(Extract to read begins)

What impacts air quality in your house?

Pollution and air quality aren’t just outside issues. The air quality in your home can actually be worse than the air outside – up to two to five times worse in fact – with indoor pollution coming from a whole host of things. 

Poor internal air quality can have a negative effect on your health, resulting in skin irritation and making allergies or respiratory illness worse. In fact, around 50% of illnesses can actually be caused or made worse by indoor air pollution, so it isn’t just those with asthma or allergies who need to be concerned.

When you consider the fact that we can spend up to 90% of our time inside, the quality of the air inside your home is more detrimental to your health than external air pollution. 

But what causes poor air quality in your home and how can you improve the air quality in your home?

What is in the air in your home?

The air quality in your home can include a lot of pollutants that you can’t see. Things like exhaust fumes, dust, smoke, carbon, fibres and pollen can all get inside your house through open windows or doors, meaning that outdoor pollution does have an impact. However, there is also a lot inside your house that can contribute to poor air quality.

(Extract to read ends)

* **Problem**
Write the next part of the piece on indoor air quality, starting after its last sentence. You won't need the records that come next.

(Material supplied begins)

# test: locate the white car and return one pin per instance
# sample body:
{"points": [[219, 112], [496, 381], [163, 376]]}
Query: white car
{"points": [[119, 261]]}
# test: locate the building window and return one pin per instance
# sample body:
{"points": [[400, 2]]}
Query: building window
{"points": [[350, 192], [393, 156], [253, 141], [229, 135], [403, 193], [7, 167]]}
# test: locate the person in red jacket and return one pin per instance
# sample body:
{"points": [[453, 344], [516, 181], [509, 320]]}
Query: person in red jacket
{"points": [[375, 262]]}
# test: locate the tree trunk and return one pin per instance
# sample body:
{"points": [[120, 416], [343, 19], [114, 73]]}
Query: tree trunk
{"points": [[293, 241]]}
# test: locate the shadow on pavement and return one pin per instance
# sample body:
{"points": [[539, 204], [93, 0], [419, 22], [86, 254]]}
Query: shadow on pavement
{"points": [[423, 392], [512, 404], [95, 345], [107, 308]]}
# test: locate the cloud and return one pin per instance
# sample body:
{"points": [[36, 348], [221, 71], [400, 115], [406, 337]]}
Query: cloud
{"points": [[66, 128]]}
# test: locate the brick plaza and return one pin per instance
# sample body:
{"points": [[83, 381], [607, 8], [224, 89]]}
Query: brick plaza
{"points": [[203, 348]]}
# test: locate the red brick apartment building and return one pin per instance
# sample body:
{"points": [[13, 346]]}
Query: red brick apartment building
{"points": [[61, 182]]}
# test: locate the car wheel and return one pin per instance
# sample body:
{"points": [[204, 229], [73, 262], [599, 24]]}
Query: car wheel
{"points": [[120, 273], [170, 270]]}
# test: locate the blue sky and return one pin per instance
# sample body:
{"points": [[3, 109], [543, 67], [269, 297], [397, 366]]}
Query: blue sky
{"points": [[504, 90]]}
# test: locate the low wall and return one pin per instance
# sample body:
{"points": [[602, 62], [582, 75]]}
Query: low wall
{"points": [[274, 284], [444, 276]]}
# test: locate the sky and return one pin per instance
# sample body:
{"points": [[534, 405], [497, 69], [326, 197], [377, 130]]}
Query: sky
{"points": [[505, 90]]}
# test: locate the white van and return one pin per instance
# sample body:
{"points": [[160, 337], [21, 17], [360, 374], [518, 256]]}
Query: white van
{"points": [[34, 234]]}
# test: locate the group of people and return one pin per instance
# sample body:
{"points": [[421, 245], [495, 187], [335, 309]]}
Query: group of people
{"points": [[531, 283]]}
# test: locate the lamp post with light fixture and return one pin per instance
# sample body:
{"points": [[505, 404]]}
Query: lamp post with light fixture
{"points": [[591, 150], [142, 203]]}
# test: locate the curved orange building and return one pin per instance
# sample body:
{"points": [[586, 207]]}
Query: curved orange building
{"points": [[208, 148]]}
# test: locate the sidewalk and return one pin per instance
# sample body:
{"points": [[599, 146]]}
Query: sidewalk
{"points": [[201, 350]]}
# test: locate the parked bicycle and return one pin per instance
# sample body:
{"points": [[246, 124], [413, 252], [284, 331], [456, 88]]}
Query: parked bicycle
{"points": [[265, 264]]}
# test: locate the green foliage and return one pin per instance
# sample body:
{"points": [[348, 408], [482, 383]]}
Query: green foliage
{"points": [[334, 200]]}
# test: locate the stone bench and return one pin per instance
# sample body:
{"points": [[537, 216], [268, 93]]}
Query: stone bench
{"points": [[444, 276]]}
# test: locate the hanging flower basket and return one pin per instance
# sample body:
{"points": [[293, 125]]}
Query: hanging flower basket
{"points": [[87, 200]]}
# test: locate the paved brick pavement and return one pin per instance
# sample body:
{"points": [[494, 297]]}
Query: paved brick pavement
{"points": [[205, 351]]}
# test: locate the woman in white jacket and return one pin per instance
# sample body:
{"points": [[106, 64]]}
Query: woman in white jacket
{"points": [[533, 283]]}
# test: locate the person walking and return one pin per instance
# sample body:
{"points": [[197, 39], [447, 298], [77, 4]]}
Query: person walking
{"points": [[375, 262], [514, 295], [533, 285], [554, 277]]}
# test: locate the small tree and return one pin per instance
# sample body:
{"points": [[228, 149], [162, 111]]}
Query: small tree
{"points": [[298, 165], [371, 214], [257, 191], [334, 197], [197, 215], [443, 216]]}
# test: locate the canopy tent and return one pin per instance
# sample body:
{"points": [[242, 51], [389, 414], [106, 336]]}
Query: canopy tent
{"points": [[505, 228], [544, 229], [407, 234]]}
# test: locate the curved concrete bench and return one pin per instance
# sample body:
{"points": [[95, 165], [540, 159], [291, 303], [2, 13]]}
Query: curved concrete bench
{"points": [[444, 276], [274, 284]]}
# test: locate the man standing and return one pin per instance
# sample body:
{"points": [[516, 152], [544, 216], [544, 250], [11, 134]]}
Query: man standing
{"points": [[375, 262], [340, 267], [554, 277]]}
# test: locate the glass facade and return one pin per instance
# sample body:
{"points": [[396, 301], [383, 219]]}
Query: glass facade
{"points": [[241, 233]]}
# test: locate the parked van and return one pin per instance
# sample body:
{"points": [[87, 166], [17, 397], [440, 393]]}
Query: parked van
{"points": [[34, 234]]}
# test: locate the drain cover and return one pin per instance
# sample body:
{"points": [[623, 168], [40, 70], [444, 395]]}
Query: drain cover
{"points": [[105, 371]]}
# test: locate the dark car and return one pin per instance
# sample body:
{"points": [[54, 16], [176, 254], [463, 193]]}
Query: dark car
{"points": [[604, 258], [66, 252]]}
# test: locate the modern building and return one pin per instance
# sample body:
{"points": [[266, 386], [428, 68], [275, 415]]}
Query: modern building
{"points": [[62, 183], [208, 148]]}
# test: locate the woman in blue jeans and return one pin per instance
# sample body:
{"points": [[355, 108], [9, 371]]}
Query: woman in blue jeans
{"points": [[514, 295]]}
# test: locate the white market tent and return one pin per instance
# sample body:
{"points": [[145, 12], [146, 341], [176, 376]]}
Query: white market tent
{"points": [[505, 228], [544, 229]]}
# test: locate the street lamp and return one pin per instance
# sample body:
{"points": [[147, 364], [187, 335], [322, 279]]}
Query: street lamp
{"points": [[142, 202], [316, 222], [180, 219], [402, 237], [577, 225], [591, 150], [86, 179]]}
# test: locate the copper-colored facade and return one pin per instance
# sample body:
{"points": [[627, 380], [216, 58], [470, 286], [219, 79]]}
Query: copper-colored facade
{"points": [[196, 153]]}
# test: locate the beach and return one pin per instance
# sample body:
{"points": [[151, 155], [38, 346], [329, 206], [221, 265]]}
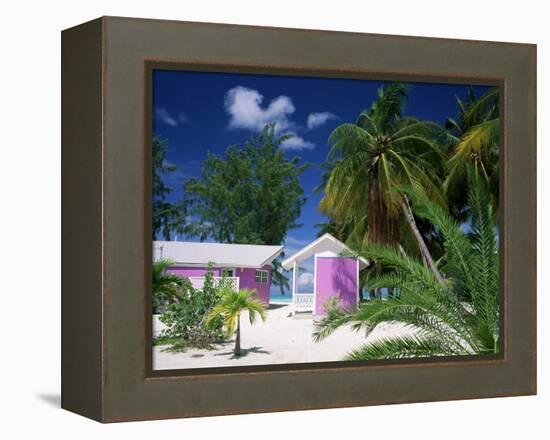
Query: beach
{"points": [[281, 339]]}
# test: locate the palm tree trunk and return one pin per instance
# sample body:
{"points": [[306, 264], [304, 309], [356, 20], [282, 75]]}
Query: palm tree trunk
{"points": [[423, 248], [238, 338]]}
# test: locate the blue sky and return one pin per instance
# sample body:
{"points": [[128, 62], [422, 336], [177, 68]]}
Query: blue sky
{"points": [[198, 112]]}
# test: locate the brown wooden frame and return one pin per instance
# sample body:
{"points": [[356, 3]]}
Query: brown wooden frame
{"points": [[106, 214]]}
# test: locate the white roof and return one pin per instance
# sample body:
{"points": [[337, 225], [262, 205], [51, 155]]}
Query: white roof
{"points": [[219, 254], [326, 244]]}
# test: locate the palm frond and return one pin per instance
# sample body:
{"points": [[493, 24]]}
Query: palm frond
{"points": [[401, 347]]}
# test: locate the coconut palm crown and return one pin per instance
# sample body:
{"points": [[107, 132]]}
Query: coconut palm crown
{"points": [[458, 317], [383, 150]]}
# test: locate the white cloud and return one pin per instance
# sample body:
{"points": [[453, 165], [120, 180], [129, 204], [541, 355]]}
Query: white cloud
{"points": [[297, 143], [315, 120], [173, 121], [245, 110], [244, 107], [305, 279]]}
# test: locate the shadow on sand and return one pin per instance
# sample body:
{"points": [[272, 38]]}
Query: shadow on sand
{"points": [[244, 352]]}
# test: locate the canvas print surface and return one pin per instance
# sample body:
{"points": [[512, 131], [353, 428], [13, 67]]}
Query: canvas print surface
{"points": [[300, 219]]}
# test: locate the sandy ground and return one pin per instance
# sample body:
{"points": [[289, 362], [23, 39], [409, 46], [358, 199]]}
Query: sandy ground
{"points": [[281, 339]]}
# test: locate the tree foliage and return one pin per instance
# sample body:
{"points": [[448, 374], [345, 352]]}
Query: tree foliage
{"points": [[167, 216], [186, 316], [230, 308], [458, 317], [369, 160], [252, 195]]}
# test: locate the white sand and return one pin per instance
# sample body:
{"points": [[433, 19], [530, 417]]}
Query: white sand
{"points": [[281, 339]]}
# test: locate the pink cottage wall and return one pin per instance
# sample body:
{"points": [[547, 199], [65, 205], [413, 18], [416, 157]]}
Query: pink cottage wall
{"points": [[191, 271], [336, 276], [247, 278], [248, 281]]}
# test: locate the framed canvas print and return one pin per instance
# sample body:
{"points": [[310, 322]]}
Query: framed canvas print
{"points": [[322, 219]]}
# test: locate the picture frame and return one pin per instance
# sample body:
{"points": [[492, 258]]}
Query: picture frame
{"points": [[106, 219]]}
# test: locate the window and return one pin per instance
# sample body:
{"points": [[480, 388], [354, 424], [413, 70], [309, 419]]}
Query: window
{"points": [[262, 276]]}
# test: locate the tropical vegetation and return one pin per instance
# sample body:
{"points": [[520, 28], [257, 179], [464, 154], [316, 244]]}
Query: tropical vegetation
{"points": [[167, 287], [418, 198], [185, 316], [230, 309], [457, 317], [252, 195]]}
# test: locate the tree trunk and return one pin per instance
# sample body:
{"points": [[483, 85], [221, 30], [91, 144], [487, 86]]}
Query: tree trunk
{"points": [[238, 338], [423, 248]]}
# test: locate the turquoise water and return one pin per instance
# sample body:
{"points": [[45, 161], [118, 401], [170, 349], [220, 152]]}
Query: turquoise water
{"points": [[280, 298]]}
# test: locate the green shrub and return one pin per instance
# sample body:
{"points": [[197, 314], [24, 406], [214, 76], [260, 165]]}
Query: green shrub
{"points": [[186, 319]]}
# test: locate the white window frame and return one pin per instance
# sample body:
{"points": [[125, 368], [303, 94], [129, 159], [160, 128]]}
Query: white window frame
{"points": [[228, 269], [260, 272]]}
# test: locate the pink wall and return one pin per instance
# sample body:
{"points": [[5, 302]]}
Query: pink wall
{"points": [[248, 281], [191, 271], [336, 276], [247, 278]]}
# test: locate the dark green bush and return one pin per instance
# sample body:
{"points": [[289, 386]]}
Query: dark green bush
{"points": [[186, 318]]}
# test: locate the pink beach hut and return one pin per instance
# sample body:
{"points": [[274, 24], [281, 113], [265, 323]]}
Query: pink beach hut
{"points": [[335, 274], [246, 266]]}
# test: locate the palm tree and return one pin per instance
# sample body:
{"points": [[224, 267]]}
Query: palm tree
{"points": [[476, 138], [459, 317], [167, 287], [231, 306], [371, 159]]}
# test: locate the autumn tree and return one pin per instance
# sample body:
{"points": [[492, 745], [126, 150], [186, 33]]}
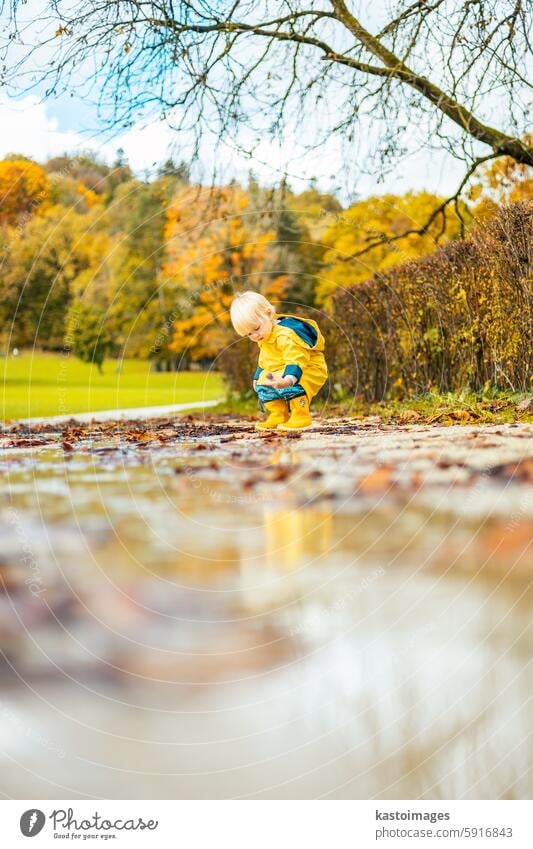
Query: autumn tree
{"points": [[442, 74], [360, 241], [24, 187], [215, 246]]}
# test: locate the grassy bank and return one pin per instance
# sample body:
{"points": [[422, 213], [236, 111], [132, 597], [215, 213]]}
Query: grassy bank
{"points": [[54, 384], [450, 408]]}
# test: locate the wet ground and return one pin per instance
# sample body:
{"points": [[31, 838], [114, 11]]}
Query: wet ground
{"points": [[191, 609]]}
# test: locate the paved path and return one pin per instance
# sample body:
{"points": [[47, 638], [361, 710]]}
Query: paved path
{"points": [[131, 413]]}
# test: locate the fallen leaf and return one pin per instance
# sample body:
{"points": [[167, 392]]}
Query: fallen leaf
{"points": [[377, 481], [523, 405], [409, 416], [460, 415]]}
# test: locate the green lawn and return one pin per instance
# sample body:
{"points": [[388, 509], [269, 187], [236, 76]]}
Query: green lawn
{"points": [[35, 384]]}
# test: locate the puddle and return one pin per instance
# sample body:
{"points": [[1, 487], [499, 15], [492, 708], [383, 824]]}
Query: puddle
{"points": [[265, 620]]}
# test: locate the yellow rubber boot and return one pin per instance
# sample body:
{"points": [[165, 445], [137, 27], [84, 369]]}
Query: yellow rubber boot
{"points": [[300, 417], [278, 412]]}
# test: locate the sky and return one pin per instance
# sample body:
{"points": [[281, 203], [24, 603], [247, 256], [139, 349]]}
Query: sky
{"points": [[43, 127]]}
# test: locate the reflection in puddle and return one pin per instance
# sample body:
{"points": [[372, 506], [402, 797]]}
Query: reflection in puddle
{"points": [[215, 635]]}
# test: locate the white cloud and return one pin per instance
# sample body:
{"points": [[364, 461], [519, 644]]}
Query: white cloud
{"points": [[28, 128]]}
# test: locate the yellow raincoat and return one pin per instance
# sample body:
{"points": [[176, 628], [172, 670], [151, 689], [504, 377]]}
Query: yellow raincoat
{"points": [[296, 347]]}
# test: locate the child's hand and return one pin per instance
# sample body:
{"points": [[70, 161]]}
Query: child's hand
{"points": [[281, 382]]}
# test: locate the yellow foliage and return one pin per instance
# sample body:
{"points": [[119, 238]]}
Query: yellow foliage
{"points": [[370, 222], [23, 188], [212, 251]]}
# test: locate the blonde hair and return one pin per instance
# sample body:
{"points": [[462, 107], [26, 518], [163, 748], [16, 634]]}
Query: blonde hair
{"points": [[246, 308]]}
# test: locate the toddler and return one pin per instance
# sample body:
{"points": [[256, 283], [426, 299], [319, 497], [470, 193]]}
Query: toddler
{"points": [[291, 366]]}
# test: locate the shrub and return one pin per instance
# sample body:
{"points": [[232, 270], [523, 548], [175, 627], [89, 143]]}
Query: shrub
{"points": [[460, 318]]}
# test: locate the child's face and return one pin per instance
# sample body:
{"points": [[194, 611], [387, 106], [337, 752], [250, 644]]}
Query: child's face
{"points": [[261, 327]]}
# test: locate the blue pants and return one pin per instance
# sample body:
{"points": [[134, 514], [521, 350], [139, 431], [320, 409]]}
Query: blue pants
{"points": [[268, 393]]}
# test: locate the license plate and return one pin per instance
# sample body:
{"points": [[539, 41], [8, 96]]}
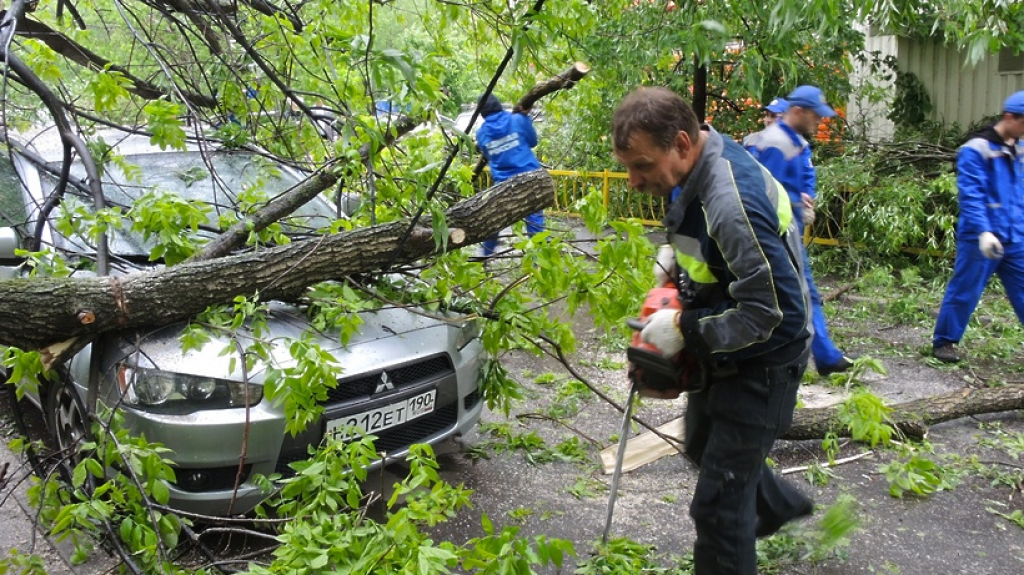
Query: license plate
{"points": [[383, 417]]}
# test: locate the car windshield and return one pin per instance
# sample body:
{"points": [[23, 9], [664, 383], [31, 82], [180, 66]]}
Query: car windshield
{"points": [[227, 182]]}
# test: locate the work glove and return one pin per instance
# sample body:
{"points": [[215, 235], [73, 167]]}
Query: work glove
{"points": [[665, 266], [989, 246], [808, 203], [662, 330]]}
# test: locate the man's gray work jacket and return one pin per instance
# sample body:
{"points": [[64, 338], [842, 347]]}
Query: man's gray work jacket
{"points": [[736, 239]]}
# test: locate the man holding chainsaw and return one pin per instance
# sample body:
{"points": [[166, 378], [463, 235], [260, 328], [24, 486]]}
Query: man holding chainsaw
{"points": [[747, 323]]}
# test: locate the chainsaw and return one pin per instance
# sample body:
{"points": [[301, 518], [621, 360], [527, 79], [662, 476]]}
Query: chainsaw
{"points": [[652, 374]]}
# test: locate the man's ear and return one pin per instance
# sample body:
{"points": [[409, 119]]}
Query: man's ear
{"points": [[683, 143]]}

(Material supplied ends)

* **Exercise result**
From odours and gases to Volatile Organic Compounds (VOCs) and microorganisms, items in your house give off a lot of things things that can make the air worse and impact your health. 

Airborne particles

Sometimes airborne particles can be seen – such as pet hair or dust – but there are other smaller particles that you can’t see so you don’t know they are there. This includes pollen, plant matter, carbon and exhaust fumes. 

Some of these will come in from outside but others are created by items in your home, such as your furniture. These particles or particulate matter (PM) are not good for your health, with some (PM2.5 particles) being small enough that they remain suspended in the air for longer. They are also so small that they can get deep into your lungs or bloodstream and so they are associated with heart and lung conditions. 

Household odours and gases

Not only does a clogged sink or full bin not smell great, but they can also negatively affect your home’s air quality. The same goes for chemical odours, such as those from cleaning products. All of these odours can cause reactions and even temporary symptoms like nausea and headaches. 

Similarly, gas, such as the gas used for cooking, can also contribute to poor air quality. Research has found that gas ovens contribute to air pollution, being a big part of what makes indoor air worse than outside air. This is why adequate ventilation around your oven is important, as are carbon monoxide alarms. 

Volatile Organic Compounds (VOCs)

Volatile Organic Compounds (VOCs) are compounds that have a low water solubility and a high vapour pressure. They are emitted as gases from some solids or liquids, affecting air quality and can have short or long-term health implications.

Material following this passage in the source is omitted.